— What is required —
Find every line in the rows below that contains the word "gray" and copy each of those lines.

— Provided data —
•••

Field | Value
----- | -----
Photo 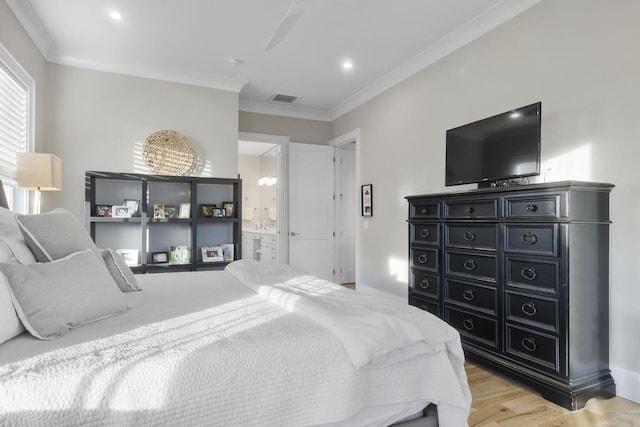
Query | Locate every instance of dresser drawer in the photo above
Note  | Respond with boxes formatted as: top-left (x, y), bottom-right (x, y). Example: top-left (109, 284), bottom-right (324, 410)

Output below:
top-left (506, 325), bottom-right (560, 372)
top-left (445, 251), bottom-right (497, 283)
top-left (444, 307), bottom-right (498, 349)
top-left (409, 223), bottom-right (440, 245)
top-left (444, 199), bottom-right (498, 219)
top-left (409, 200), bottom-right (440, 219)
top-left (505, 224), bottom-right (558, 256)
top-left (506, 292), bottom-right (560, 333)
top-left (445, 224), bottom-right (497, 250)
top-left (507, 258), bottom-right (560, 295)
top-left (411, 248), bottom-right (439, 273)
top-left (505, 194), bottom-right (560, 219)
top-left (445, 280), bottom-right (498, 316)
top-left (409, 269), bottom-right (440, 298)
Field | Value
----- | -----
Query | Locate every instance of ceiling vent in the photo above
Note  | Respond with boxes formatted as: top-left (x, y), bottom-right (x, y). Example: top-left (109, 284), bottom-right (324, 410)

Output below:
top-left (269, 93), bottom-right (300, 104)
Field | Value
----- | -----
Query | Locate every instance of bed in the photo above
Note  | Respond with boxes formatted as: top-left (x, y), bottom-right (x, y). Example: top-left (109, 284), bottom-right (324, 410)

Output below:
top-left (0, 189), bottom-right (471, 427)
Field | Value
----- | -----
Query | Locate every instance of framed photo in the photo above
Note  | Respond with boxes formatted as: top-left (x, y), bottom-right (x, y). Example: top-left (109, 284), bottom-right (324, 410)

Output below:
top-left (153, 203), bottom-right (164, 218)
top-left (164, 206), bottom-right (178, 218)
top-left (169, 246), bottom-right (191, 264)
top-left (202, 246), bottom-right (224, 262)
top-left (123, 199), bottom-right (140, 216)
top-left (178, 203), bottom-right (191, 218)
top-left (222, 202), bottom-right (236, 217)
top-left (151, 252), bottom-right (169, 264)
top-left (220, 243), bottom-right (235, 261)
top-left (361, 184), bottom-right (373, 216)
top-left (111, 205), bottom-right (131, 218)
top-left (96, 205), bottom-right (112, 216)
top-left (116, 249), bottom-right (138, 266)
top-left (200, 205), bottom-right (217, 218)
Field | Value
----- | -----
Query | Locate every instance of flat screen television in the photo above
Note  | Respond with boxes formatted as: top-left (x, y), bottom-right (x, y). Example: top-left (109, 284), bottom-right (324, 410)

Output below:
top-left (445, 102), bottom-right (542, 187)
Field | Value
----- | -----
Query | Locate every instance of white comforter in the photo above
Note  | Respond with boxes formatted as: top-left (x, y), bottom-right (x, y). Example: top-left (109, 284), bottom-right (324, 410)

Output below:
top-left (0, 266), bottom-right (470, 427)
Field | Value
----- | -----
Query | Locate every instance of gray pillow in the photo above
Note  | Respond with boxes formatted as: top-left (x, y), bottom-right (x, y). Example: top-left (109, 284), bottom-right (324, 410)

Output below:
top-left (0, 250), bottom-right (127, 340)
top-left (100, 249), bottom-right (141, 292)
top-left (16, 208), bottom-right (98, 262)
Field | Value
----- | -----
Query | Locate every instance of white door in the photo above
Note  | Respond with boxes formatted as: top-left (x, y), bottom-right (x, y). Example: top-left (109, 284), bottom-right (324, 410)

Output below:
top-left (289, 143), bottom-right (335, 281)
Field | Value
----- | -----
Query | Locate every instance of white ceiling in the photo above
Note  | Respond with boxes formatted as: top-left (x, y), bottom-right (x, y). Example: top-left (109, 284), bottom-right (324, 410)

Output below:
top-left (6, 0), bottom-right (540, 120)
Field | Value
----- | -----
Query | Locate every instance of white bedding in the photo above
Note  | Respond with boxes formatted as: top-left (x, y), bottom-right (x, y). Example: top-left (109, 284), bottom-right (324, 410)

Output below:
top-left (0, 272), bottom-right (470, 427)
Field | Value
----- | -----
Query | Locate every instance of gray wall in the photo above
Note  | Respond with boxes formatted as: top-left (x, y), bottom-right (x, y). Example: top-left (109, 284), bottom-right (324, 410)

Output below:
top-left (333, 0), bottom-right (640, 394)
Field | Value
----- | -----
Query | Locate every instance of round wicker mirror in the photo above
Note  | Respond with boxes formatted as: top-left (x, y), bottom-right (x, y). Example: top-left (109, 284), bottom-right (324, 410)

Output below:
top-left (142, 130), bottom-right (196, 175)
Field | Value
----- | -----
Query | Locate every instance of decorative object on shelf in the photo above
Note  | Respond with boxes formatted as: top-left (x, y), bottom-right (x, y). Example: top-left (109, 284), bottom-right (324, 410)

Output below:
top-left (169, 246), bottom-right (191, 264)
top-left (164, 205), bottom-right (178, 218)
top-left (151, 252), bottom-right (169, 264)
top-left (222, 202), bottom-right (235, 218)
top-left (142, 130), bottom-right (195, 175)
top-left (153, 203), bottom-right (164, 218)
top-left (361, 184), bottom-right (373, 216)
top-left (220, 243), bottom-right (235, 261)
top-left (96, 205), bottom-right (112, 216)
top-left (202, 246), bottom-right (224, 262)
top-left (200, 205), bottom-right (217, 218)
top-left (111, 206), bottom-right (131, 218)
top-left (178, 203), bottom-right (191, 218)
top-left (116, 249), bottom-right (138, 266)
top-left (123, 199), bottom-right (140, 216)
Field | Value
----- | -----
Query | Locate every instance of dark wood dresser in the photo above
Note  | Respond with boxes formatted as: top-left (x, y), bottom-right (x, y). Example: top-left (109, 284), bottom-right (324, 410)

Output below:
top-left (407, 181), bottom-right (615, 410)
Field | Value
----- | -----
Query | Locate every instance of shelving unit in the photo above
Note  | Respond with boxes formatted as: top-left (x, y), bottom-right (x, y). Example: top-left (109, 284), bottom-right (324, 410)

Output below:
top-left (85, 171), bottom-right (242, 273)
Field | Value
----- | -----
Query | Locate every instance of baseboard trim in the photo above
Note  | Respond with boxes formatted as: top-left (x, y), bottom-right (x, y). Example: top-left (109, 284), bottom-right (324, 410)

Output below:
top-left (609, 365), bottom-right (640, 403)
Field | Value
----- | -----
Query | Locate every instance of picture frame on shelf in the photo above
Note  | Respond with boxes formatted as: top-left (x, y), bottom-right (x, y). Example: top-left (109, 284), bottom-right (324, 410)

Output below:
top-left (178, 203), bottom-right (191, 218)
top-left (201, 246), bottom-right (224, 262)
top-left (111, 205), bottom-right (131, 218)
top-left (122, 199), bottom-right (140, 216)
top-left (222, 202), bottom-right (236, 218)
top-left (220, 243), bottom-right (235, 261)
top-left (164, 205), bottom-right (178, 218)
top-left (153, 203), bottom-right (164, 219)
top-left (96, 205), bottom-right (113, 217)
top-left (199, 204), bottom-right (217, 218)
top-left (116, 249), bottom-right (139, 266)
top-left (151, 252), bottom-right (169, 264)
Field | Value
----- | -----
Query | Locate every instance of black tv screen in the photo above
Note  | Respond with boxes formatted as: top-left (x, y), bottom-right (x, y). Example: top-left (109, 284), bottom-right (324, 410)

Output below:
top-left (445, 102), bottom-right (542, 185)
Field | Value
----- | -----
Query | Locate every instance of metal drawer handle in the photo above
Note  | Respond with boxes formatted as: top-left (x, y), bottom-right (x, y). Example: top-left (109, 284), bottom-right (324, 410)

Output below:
top-left (522, 337), bottom-right (538, 351)
top-left (520, 302), bottom-right (538, 316)
top-left (520, 267), bottom-right (538, 280)
top-left (462, 231), bottom-right (476, 242)
top-left (463, 259), bottom-right (476, 271)
top-left (520, 232), bottom-right (538, 245)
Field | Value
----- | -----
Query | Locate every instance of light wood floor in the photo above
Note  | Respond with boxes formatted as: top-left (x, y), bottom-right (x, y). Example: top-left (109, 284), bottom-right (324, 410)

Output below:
top-left (465, 362), bottom-right (640, 427)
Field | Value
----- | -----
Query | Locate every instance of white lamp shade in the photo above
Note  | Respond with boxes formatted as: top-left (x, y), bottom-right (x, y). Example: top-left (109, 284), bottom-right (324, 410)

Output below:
top-left (16, 153), bottom-right (62, 191)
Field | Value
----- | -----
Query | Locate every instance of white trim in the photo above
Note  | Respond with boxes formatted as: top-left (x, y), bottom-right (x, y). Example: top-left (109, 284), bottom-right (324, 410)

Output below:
top-left (609, 365), bottom-right (640, 403)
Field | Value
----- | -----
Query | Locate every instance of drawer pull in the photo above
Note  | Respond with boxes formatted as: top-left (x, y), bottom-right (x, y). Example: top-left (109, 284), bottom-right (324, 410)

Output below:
top-left (462, 231), bottom-right (476, 242)
top-left (522, 337), bottom-right (538, 351)
top-left (520, 302), bottom-right (538, 316)
top-left (520, 267), bottom-right (538, 280)
top-left (520, 232), bottom-right (538, 245)
top-left (462, 317), bottom-right (473, 331)
top-left (463, 259), bottom-right (476, 271)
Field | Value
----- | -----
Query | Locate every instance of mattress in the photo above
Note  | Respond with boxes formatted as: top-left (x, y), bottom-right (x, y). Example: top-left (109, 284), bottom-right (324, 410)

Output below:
top-left (0, 271), bottom-right (470, 426)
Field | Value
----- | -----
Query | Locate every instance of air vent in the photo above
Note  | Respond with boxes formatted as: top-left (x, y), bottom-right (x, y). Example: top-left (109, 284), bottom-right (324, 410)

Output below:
top-left (270, 93), bottom-right (300, 104)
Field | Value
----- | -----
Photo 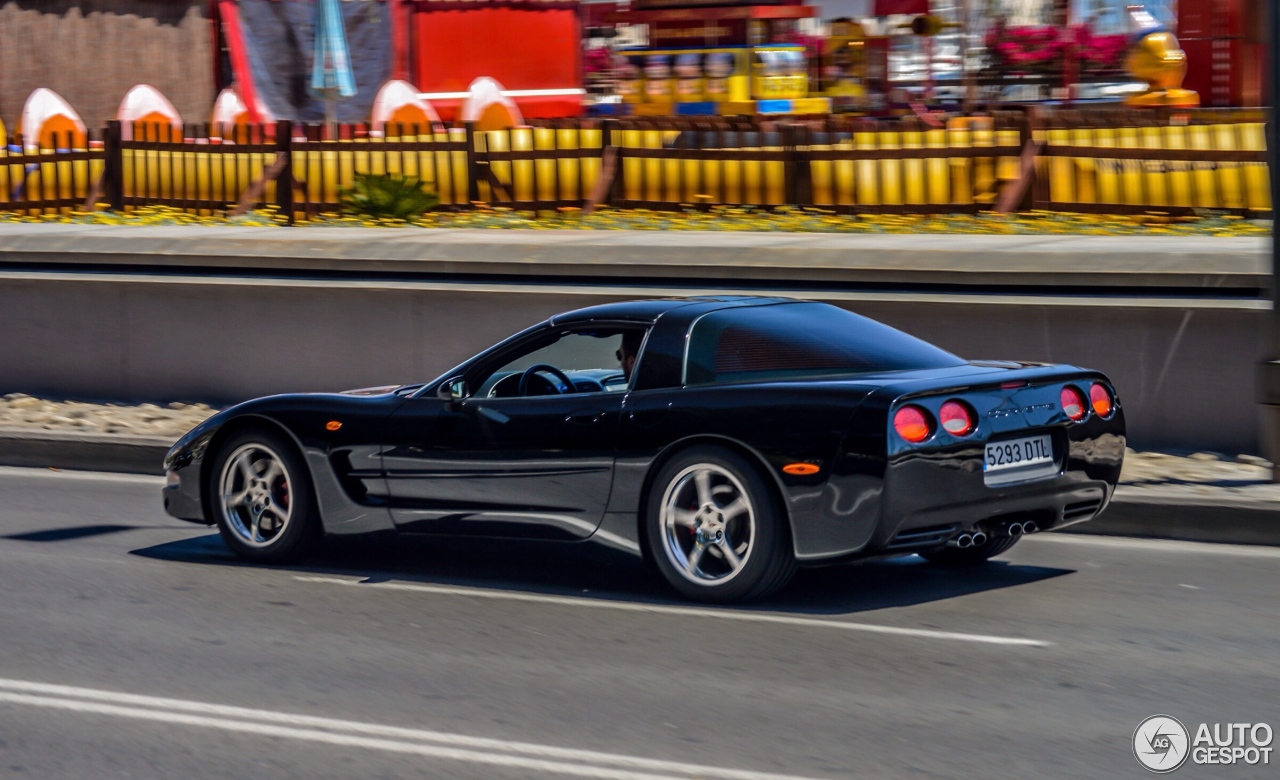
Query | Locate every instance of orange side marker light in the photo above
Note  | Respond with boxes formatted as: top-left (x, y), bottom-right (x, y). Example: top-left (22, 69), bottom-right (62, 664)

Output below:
top-left (782, 464), bottom-right (820, 476)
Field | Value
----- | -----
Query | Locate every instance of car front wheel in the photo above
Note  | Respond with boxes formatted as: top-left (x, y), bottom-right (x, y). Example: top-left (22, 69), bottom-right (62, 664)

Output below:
top-left (645, 447), bottom-right (796, 603)
top-left (210, 429), bottom-right (319, 564)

•••

— Result of the task —
Query | Locate every instance of gray pillow in the photo above
Query | Locate every instance of gray wall in the photo above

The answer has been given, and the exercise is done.